Gather every line of the data below that contains the string "spaces", and copy each one out. Case counts.
========
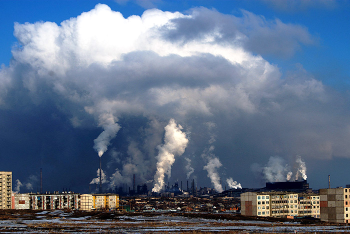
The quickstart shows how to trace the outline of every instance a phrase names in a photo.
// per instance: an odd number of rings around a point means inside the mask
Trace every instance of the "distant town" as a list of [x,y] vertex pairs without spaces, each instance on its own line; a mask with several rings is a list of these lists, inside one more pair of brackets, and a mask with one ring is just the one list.
[[348,223],[350,185],[346,188],[312,190],[306,180],[266,183],[259,189],[238,188],[218,193],[198,188],[194,181],[186,187],[166,185],[161,193],[146,185],[120,187],[116,193],[80,194],[64,191],[16,193],[12,191],[12,172],[0,172],[0,209],[70,209],[84,211],[232,212],[243,216],[287,219],[308,218]]

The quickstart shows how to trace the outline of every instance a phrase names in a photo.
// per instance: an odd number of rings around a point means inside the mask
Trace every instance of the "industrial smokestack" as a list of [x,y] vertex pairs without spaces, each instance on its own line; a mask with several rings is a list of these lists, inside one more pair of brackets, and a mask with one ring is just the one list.
[[100,157],[100,193],[102,193],[102,164],[101,157]]
[[42,194],[42,168],[40,169],[40,194]]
========
Written solution
Trace every instance of the "distant town" as a list of [x,y] vertex pairs without spaces, each instance on its own line; a mask with several rings is a list of these lists, inside one more pair of brackets, and a mask with one ring is just the one list.
Trace every instance of the "industrial smokestack" as a list of [x,y] vertex pairs without spaces, each instance on its own line; a mask with several rings is a list of these lists, inside one more pair of brackets, and a mask with one ring is just the one list.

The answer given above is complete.